### TASK TO COMPLETE
From the news text on the Roehampton strike ballot below, extract the passage word for word, beginning at the words "A recent decision" and stopping after the words "excess of £200,000.".

|University of Roehampton Staff Back Strike Ballot|
Vote of no confidence in in the Vice Chancellor and the Provost to be held
As part of their response to job cuts at the University of Roehampton, academics working at the institution have voted in favour of a ballot for industrial action and vote of no confidence in Vice Chancellor and Provost as well as a review of senior management salaries.
In a meeting of members of the University and College Union (UCU),held on 21 October, motions supporting these three actions were passed with majority votes of close to 90%.
The union claims that Vice Chancellor Jean-Noël Ezingeard and Provost Anna Gough-Yates have ignored cost-saving proposals put forward by its negotiators since May and instead opted for significant job cuts in the Schools of Arts and Humanities.
A recent decision to cut £3.2 million from the staffing budget primarily threatens jobs of staff in the Schools of Arts and Humanities, just after a large number of their colleagues left the University, following a formal invitation by management to accept voluntary redundancies. The union says that the cuts are part of a long-term strategic cull of the Arts and Humanities at the University.
Furthermore, UCU members suggested that it is unethical to demand of academic staff pay reductions of 10% (or an optional 25%) while members of the Senior Management Team retain six figure salaries and pay packets – in some cases – in excess of £200,000.
Putney MP, Fleur Anderson, expressed her support saying, “I join with Roehampton staff and students who are opposing cuts to the Arts and Humanities department staff - English Universities are still not getting the government support they need”.

### DATA EXTRACT
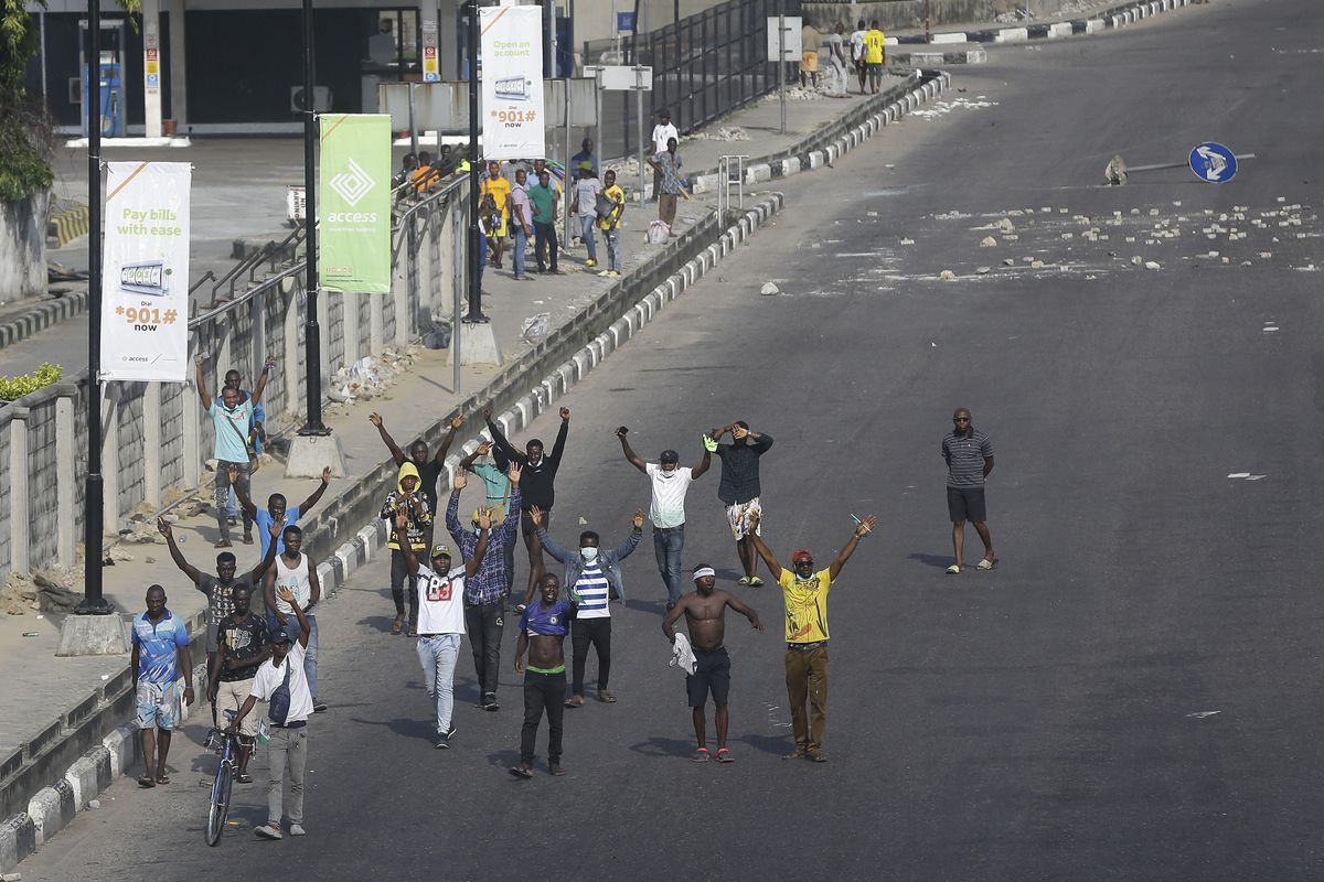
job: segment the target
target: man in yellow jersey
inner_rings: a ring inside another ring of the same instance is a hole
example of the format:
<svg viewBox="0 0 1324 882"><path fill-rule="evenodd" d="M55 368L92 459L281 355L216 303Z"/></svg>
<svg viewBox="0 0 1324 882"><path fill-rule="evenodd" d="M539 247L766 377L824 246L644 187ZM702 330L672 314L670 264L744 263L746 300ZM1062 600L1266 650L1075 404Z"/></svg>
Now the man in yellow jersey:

### RESPONSE AREA
A recent decision to cut £3.2 million from the staffing budget primarily threatens jobs of staff in the Schools of Arts and Humanities, just after a large number of their colleagues left the University, following a formal invitation by management to accept voluntary redundancies. The union says that the cuts are part of a long-term strategic cull of the Arts and Humanities at the University.
Furthermore, UCU members suggested that it is unethical to demand of academic staff pay reductions of 10% (or an optional 25%) while members of the Senior Management Team retain six figure salaries and pay packets – in some cases – in excess of £200,000.